◆ **Text passage**

## Start

Re: benchmarking squid on solaris/x86

From: Lincoln Dale <ltd@dont-contact.us>
Date: Thu, 21 Mar 2002 13:11:09 -0800

At 05:55 AM 21/03/2002 -0700, Adrian Chadd wrote:
>A freebsd/solaris developer friend of mine did it to prove to
>a bunch of freebsd and solaris bigots that solaris _can_ be
>as fast as FreeBSD/Linux on a single CPU.
>
>The FreeBSD/Linux guys, obviously, don't run SMP kernels on
>non-SMP machines, because there's a noticeable speed difference.
>:)

i still don't agree with you.

Linux 2.5 now has "preemption" as an option. its meant for uniprocessor
systems.

i don't agree that "SMP on UP is effectively spending lots of time locking"
as the big performance hit on SMP isn't from doing atomic operations on
bits but rather than IPI (inter process interrupts) to ensure that the
memory-write has propogated to other processors in the system.

## End

◆ **Complete the following**
a – Rewrite the Squid benchmarking post from the words containing "Re: benchmarking squid" through "a single CPU.", changing "single CPU" to "one processor".
b – Write what comes next in the Squid benchmarking post, starting after its final sentence.

◆ **Available data**
## Start

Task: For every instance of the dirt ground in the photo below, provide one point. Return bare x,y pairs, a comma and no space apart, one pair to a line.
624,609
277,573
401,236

## End

◆ **Set of answers**
a –
Re: benchmarking squid on solaris/x86

From: Lincoln Dale <ltd@dont-contact.us>
Date: Thu, 21 Mar 2002 13:11:09 -0800

At 05:55 AM 21/03/2002 -0700, Adrian Chadd wrote:
>A freebsd/solaris developer friend of mine did it to prove to
>a bunch of freebsd and solaris bigots that solaris _can_ be
>as fast as FreeBSD/Linux on a one processor.

b –
when you have a single processor, you have no need to do:
  - atomic updates
  - use read/write memory-barriers
  - send out processor IPIs
  - wait many many cycles to ensure that the IPIs have been propogated to
all cores

>For fun - The FreeBSD and Linux people have been working on making
>a single SMP-aware kernel image for some time now. The problem
>is that SMP kernels on single-CPUs waste a lot of time locking
>data which doesn't need to be locked.

not really; on uniprocessor, a lock can be as simple as:

         int *spinlock;
         ...
         *spinlock = 1;

(or, if paranoid about gcc's optimizations, something like
         volatile int spinlock;
         ...
         spinlock = 1;
         ...)

>When you have kernel modules
>they can be compiled with or without the SMP mutexes - which
>are inline (for speed) - with SMP modules on a non-SMP box they
>run slower, and non-SMP modules on an SMP box .. yeah. Bad
>things happen.

i still don't agree with this. the locking primatives don't have to be
inline functions.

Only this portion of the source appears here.